▸ **Written request**
In the records below, the line that contains "Can you see the sky?" marks the start. Copy it and each line after it through the end, exactly, without pictures.

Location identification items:

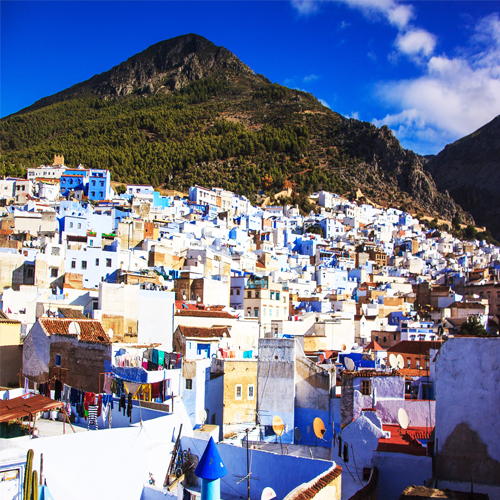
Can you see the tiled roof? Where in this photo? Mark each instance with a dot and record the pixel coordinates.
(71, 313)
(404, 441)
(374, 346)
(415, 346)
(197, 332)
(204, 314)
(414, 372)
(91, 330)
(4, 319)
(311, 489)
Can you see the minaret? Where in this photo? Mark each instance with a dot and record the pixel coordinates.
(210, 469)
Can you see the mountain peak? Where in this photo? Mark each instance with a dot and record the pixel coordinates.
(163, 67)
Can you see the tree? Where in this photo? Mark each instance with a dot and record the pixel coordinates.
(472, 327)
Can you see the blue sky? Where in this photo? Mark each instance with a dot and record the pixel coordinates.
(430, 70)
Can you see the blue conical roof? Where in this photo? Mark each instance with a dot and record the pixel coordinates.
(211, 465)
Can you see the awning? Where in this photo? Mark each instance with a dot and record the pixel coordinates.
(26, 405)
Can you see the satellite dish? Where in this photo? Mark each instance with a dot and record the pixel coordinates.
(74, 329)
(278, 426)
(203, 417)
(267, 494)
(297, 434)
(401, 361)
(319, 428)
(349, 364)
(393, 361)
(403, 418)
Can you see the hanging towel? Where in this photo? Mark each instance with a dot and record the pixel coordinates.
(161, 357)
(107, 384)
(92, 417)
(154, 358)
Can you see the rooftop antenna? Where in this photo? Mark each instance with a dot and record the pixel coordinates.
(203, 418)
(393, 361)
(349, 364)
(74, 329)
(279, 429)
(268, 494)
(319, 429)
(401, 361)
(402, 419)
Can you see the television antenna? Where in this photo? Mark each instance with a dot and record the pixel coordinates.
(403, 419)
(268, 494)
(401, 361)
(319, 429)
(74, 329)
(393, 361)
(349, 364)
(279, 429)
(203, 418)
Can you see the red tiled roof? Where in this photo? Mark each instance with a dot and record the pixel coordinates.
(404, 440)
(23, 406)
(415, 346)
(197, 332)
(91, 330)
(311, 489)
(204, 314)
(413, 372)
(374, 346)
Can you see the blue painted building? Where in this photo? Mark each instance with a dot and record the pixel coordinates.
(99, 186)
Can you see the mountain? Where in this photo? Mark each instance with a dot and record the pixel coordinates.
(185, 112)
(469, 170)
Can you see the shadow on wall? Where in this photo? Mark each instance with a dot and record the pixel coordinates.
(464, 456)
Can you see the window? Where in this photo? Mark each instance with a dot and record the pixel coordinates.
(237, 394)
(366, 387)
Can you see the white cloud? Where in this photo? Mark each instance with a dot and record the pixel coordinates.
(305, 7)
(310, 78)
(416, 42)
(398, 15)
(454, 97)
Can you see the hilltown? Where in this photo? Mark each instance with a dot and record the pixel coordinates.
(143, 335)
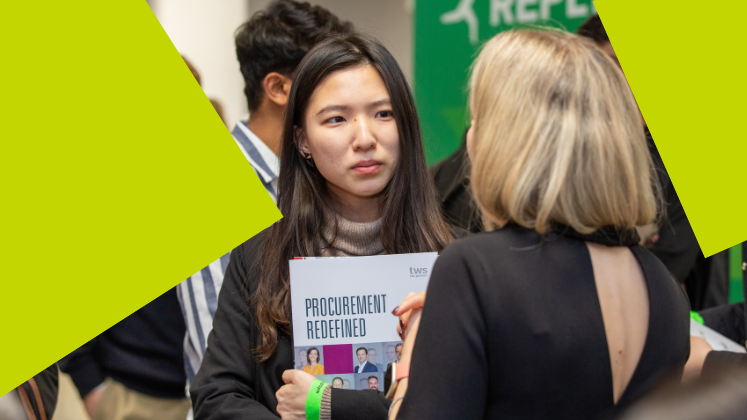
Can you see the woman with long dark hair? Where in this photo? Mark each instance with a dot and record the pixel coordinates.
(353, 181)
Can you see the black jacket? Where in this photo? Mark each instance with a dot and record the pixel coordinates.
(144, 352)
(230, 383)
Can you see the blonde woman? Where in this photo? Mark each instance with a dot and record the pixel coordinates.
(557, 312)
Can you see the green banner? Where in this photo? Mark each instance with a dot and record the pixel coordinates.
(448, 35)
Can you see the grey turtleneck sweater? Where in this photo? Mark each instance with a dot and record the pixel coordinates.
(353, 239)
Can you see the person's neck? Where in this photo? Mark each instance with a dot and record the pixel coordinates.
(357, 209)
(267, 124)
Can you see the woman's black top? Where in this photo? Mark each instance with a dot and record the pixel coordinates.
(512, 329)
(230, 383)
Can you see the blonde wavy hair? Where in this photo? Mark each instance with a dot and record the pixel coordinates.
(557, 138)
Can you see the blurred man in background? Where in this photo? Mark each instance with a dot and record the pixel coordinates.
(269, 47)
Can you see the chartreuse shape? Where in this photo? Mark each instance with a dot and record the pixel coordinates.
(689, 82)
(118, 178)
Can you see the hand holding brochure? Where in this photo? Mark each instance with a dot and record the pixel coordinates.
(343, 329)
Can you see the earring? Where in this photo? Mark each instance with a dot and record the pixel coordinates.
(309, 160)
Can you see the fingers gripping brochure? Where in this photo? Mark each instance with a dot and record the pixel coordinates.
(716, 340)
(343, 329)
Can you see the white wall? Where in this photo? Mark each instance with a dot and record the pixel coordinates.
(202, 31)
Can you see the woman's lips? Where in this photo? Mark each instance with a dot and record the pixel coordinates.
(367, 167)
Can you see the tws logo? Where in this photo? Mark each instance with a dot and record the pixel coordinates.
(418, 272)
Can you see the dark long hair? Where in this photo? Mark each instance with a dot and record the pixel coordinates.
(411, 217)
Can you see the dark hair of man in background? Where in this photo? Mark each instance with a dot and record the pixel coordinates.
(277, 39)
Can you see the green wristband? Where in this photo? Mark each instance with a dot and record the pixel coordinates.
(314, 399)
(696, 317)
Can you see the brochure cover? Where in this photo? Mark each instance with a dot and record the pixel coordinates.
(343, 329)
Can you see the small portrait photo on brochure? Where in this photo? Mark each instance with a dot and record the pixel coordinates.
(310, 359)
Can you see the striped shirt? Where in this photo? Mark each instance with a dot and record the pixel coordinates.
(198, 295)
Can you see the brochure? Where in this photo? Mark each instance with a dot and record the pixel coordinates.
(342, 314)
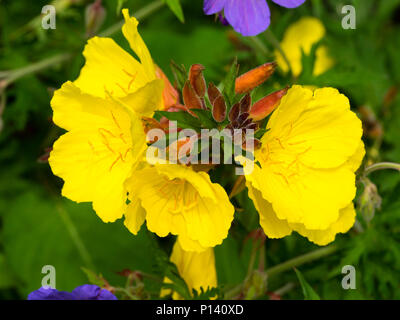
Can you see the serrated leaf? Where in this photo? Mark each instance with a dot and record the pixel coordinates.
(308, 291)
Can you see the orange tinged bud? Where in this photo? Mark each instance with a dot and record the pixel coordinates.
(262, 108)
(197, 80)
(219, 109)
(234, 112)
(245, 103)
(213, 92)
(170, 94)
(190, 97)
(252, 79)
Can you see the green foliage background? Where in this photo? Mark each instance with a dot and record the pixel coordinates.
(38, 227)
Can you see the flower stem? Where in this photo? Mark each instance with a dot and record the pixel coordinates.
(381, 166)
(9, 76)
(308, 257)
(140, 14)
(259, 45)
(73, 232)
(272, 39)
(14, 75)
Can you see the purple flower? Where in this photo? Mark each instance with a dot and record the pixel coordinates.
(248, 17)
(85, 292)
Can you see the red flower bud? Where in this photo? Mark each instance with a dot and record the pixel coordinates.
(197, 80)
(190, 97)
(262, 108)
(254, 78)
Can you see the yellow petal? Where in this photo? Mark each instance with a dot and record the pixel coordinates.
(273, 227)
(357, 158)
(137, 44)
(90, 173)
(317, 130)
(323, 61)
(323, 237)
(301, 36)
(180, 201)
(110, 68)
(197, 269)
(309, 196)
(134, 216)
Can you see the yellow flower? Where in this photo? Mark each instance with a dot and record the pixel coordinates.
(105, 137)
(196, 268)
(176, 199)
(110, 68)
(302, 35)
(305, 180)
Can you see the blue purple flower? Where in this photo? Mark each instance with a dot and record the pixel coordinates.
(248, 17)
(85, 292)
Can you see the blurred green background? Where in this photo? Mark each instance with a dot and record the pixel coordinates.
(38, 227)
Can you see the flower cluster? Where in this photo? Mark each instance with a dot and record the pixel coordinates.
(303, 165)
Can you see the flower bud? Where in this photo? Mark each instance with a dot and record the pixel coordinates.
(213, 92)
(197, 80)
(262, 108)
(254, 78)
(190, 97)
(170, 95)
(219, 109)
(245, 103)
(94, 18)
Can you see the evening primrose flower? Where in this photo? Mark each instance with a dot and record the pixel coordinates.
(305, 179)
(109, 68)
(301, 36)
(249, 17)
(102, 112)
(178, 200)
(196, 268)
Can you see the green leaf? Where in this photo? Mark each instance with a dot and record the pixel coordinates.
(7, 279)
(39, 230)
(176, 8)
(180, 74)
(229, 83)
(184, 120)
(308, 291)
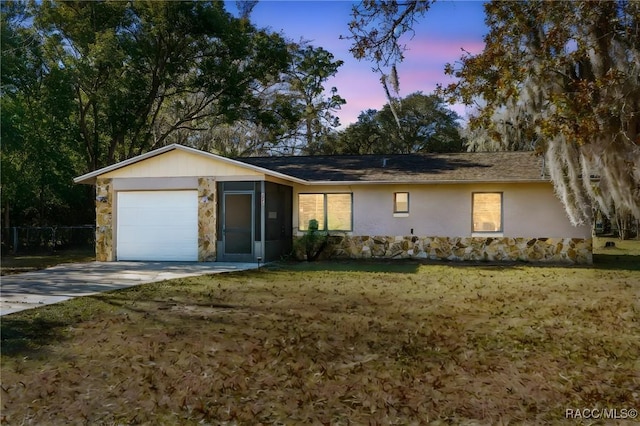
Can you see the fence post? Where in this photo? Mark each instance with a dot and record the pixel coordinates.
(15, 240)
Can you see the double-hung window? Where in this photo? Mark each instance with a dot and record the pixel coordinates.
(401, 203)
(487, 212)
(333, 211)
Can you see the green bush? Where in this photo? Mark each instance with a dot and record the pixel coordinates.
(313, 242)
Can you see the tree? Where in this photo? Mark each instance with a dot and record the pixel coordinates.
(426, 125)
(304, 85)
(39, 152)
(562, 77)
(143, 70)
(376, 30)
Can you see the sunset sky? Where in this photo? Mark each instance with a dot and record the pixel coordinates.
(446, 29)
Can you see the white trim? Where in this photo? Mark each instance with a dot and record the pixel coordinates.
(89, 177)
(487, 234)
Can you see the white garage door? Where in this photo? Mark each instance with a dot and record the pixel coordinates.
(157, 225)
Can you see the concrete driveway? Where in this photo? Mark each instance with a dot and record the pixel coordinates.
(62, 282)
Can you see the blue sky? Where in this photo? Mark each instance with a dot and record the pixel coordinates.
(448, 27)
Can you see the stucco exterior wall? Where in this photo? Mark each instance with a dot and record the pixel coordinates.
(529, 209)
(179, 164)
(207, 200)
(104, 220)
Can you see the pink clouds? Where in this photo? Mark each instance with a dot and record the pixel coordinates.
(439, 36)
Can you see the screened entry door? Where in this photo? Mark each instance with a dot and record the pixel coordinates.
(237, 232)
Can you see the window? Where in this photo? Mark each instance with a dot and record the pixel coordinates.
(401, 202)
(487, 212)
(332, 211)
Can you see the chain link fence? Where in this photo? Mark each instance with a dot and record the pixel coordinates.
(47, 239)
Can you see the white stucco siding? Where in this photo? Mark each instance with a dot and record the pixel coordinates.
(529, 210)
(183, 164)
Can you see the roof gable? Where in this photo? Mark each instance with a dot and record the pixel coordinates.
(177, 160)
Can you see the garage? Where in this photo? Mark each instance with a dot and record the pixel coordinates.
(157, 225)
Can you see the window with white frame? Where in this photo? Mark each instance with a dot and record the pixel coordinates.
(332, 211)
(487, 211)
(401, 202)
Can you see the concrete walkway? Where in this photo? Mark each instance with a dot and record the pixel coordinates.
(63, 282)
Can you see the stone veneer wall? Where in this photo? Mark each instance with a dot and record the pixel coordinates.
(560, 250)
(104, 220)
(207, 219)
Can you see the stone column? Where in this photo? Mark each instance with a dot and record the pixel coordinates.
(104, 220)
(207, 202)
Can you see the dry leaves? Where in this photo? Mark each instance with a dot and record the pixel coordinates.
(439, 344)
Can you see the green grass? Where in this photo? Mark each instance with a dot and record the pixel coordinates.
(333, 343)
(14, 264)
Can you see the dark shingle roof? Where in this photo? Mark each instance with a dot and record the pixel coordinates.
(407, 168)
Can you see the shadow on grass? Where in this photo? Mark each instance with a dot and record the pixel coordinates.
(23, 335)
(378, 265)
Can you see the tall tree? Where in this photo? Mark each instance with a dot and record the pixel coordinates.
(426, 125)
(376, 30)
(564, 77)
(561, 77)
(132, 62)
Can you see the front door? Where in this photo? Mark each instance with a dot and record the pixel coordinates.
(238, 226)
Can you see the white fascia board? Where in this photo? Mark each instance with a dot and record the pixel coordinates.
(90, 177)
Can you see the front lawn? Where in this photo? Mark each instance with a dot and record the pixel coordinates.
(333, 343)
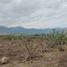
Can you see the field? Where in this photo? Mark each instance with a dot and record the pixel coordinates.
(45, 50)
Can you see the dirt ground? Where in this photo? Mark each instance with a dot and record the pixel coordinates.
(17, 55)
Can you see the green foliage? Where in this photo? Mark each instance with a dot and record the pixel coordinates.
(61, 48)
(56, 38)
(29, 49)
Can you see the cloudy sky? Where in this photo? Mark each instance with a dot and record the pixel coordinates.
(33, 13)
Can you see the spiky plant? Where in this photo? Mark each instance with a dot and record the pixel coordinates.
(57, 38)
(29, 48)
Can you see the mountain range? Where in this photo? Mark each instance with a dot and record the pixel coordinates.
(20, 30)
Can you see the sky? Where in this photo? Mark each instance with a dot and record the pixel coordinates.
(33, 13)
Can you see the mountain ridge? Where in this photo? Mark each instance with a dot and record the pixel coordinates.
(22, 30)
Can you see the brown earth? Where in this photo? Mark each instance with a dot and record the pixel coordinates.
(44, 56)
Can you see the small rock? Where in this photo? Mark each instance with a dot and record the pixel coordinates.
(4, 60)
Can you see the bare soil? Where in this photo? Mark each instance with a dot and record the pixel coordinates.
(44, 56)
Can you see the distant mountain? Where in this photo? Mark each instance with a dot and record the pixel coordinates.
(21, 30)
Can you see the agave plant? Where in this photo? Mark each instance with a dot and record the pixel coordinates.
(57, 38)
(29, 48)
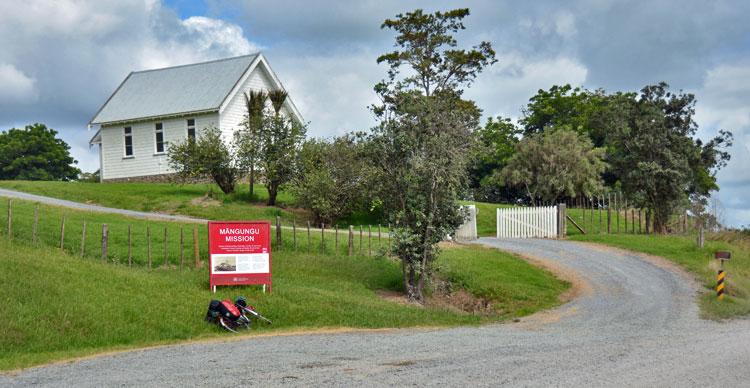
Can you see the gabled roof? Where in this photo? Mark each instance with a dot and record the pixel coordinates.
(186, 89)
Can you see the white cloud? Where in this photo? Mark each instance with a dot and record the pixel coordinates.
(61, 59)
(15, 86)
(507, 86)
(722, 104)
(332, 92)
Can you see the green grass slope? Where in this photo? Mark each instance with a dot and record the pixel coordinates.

▸ **Task result**
Can you see the sky? Where in this photo? Mark each instance with a dot and record the pixel coordinates.
(33, 13)
Can you see the mountain ridge? Where in this photo? Mark each instance with a dot and record the pixel coordinates.
(22, 30)
Can you see the brown earth? Where in this photo? Mark each instance with a dot and record the pixel coordinates.
(44, 56)
Can you see the small rock? Where in this photo? Mark each instance with a dot and record the pixel coordinates.
(4, 60)
Can you see the bare soil? Where in this photo? Mark each instance with a dot and record the pixel coordinates.
(44, 56)
Can you see the distant mountain? Where in this photo? Mark each instance with a dot and record the pixel coordinates.
(21, 30)
Can you see the agave plant? Where in this photo? Mark each instance with a dot and record the pixel coordinates.
(57, 38)
(29, 48)
Can you see the gabled roof? Where in this photo? Mark each instance with a dot and record the pixel coordinates.
(186, 89)
Can you see the white cloud? Where in this photo? Mark each instance with a dot and record the pixel coordinates.
(61, 59)
(15, 86)
(507, 86)
(722, 104)
(332, 92)
Can you see the green grass slope? Where in this photo? Mark each instance with a dot and record the pixel coordinates.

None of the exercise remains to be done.